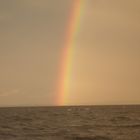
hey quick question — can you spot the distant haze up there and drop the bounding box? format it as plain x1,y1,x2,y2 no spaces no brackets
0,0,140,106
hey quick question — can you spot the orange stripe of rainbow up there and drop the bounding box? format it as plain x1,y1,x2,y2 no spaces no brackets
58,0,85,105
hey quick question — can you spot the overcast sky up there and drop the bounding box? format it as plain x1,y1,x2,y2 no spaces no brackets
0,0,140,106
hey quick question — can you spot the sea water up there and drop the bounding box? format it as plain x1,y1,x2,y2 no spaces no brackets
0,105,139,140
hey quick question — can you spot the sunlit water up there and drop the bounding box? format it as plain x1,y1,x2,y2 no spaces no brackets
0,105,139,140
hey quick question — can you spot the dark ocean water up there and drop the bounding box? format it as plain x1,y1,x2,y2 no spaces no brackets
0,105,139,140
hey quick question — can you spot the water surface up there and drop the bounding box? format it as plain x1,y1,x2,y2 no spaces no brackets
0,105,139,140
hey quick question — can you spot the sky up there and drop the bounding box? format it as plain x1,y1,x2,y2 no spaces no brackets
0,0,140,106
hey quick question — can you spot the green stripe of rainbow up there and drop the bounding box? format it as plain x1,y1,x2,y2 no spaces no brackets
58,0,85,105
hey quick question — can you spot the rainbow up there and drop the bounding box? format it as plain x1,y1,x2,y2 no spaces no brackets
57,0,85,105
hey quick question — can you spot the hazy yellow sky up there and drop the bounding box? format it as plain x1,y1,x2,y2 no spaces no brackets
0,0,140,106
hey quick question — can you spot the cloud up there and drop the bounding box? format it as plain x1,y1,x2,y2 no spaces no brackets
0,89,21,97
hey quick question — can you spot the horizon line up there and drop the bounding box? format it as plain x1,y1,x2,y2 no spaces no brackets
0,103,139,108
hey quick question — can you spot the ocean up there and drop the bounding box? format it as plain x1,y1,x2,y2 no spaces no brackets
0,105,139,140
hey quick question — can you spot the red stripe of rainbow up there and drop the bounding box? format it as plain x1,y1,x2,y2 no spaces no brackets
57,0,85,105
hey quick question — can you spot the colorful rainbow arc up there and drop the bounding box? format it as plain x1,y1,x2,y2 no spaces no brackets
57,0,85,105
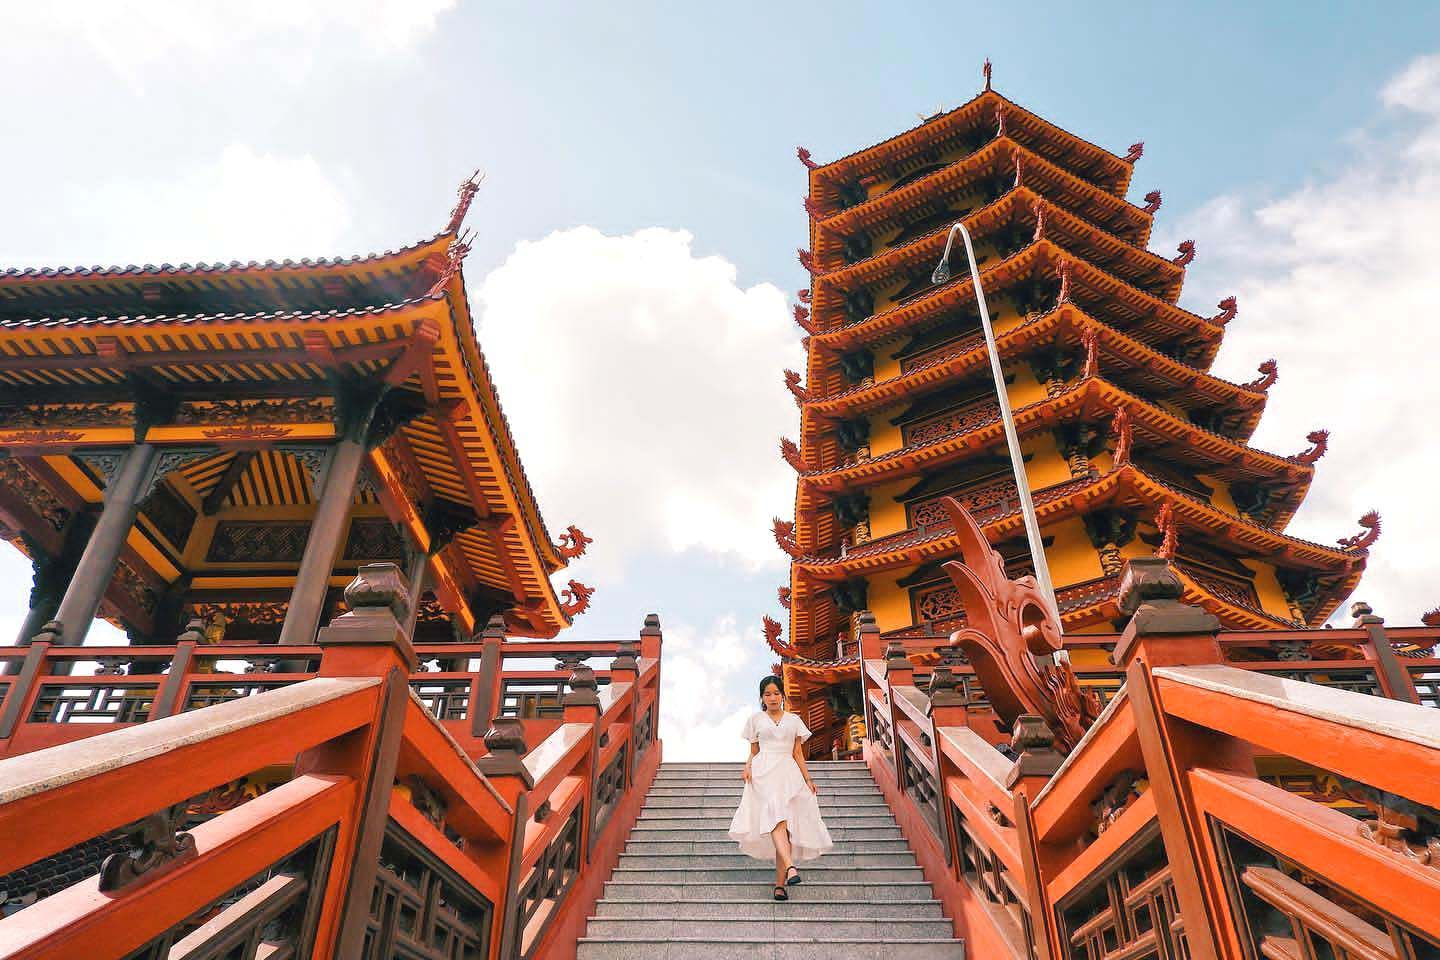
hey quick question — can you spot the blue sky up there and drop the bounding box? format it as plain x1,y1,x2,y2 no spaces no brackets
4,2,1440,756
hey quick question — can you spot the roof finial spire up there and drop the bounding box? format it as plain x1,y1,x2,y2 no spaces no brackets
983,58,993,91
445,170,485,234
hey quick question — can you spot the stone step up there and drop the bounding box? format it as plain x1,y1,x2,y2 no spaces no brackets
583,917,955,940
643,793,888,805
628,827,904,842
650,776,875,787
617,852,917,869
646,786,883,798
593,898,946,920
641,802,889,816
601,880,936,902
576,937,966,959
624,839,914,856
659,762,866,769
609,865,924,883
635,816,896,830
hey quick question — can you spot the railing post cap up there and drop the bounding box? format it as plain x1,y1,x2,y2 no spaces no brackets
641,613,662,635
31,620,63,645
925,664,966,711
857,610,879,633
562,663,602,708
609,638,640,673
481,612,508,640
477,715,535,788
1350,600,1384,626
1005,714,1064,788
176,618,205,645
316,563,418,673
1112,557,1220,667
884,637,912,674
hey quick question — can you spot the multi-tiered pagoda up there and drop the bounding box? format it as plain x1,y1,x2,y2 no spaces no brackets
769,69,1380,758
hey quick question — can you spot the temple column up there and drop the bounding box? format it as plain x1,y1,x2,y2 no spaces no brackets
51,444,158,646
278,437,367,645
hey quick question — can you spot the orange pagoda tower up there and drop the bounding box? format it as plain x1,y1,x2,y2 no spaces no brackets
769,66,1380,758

::::::::

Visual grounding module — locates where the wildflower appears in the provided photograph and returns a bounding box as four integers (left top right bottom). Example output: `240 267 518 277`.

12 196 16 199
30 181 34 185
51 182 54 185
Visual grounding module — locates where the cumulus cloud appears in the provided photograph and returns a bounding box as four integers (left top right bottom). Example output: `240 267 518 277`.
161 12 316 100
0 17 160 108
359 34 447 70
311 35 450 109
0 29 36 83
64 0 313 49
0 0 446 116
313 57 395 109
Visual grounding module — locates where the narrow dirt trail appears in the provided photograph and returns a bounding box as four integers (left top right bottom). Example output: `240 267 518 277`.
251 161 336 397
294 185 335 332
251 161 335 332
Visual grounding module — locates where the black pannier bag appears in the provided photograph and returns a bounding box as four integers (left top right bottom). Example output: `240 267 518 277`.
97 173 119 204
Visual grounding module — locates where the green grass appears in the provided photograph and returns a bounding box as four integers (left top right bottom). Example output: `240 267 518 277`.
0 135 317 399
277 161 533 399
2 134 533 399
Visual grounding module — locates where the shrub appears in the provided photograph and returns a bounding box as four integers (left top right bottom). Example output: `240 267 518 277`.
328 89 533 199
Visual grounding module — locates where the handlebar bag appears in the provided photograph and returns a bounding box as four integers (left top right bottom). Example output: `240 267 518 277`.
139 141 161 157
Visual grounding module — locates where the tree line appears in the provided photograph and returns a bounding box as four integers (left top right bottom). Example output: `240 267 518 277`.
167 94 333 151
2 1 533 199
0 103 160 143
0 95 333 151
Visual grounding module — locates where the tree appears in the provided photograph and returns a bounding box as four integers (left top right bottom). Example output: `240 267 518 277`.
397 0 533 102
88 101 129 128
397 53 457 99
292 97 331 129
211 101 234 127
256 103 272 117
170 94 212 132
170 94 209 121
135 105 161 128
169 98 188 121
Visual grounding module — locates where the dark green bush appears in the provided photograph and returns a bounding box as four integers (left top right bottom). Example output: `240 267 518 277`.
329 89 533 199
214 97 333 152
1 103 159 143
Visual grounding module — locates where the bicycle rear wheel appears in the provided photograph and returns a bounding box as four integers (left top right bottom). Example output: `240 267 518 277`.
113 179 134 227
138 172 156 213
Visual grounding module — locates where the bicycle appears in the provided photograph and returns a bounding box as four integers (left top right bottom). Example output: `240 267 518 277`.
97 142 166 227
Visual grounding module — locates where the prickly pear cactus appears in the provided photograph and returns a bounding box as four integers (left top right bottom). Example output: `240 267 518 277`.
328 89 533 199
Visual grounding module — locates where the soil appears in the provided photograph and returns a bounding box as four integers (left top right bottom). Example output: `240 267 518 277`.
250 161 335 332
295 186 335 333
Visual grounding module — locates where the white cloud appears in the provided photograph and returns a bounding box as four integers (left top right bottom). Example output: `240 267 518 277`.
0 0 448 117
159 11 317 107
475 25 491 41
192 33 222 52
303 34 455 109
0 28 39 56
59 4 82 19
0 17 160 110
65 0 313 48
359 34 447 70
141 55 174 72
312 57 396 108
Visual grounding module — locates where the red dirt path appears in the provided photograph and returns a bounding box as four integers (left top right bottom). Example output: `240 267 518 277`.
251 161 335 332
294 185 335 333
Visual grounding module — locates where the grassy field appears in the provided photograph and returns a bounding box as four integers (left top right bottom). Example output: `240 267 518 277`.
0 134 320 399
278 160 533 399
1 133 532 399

::::::::

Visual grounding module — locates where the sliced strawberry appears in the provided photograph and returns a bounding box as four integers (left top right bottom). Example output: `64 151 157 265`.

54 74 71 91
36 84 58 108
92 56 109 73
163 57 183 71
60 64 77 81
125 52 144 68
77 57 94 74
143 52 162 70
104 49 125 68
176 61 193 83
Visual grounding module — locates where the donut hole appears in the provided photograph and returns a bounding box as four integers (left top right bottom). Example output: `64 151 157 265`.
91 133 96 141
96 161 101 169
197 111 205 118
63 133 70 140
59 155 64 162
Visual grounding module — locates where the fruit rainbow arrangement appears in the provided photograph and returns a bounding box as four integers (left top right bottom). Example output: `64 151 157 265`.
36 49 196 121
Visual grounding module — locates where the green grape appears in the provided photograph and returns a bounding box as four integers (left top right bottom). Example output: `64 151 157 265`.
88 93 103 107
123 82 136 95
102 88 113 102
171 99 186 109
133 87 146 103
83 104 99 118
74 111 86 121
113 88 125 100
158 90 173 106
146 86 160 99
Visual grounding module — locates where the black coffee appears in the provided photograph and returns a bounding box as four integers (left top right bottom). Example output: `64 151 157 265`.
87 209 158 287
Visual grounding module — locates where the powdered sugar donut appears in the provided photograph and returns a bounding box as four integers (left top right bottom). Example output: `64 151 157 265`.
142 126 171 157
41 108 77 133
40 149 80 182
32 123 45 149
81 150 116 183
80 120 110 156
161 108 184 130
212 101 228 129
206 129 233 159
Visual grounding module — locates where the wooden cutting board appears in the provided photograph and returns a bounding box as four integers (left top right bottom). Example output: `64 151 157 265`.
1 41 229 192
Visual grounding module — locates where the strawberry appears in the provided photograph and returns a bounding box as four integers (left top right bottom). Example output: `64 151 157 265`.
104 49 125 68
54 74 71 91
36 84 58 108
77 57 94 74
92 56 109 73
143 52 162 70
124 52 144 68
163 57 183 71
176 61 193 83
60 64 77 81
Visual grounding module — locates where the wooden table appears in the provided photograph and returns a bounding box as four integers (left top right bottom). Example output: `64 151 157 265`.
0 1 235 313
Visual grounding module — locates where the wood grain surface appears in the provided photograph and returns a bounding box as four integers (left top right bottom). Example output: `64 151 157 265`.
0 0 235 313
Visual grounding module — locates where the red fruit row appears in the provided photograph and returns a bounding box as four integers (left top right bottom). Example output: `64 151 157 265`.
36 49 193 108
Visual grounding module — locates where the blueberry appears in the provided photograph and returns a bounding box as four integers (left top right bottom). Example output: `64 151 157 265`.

::::::::

*WHAT NEEDS TO BE DONE*
The reply should consist solely of the lines above from the one that has "Visual grounding module — locates where the wooden cutting" through the one that has "Visual grounding module — locates where the blueberry", reproduced exactly.

*TASK ANSWER*
Visual grounding module — locates where the wooden cutting board appears in the provided photograph and returns a bounding box as four integers (left top right bottom). Example output: `64 151 157 265`.
1 41 229 192
Visual grounding module — locates where the strawberry appears in the provided photograph and returns a bounding box as four integers (left top right bottom). Example output: `64 151 157 265`.
104 49 125 68
54 74 71 91
36 84 58 108
77 57 94 74
92 56 109 73
143 52 162 70
124 52 144 68
163 57 183 71
176 61 193 83
60 64 77 81
Visual grounding module — locates where the wooden table appears in the provided photograph and returns a bounding box as four integers (left top right bottom). Example output: `64 151 157 265`.
0 1 235 313
Visual grounding module — locates where the wood grain surface appears in the provided photograph and returns a bounding box as four integers (left top right bottom). Example output: `64 151 157 265`.
0 0 235 313
Visual grounding module — locates where the red fruit row appears in the provided photograph and returns a bounding box as four integers (left top right bottom). Example output: `64 151 157 265`.
36 49 193 108
Visual grounding module — locates where the blueberry appears in the provided photograph and returns a bounding box as four integers (left top right bottom). Example output: `64 151 157 265`.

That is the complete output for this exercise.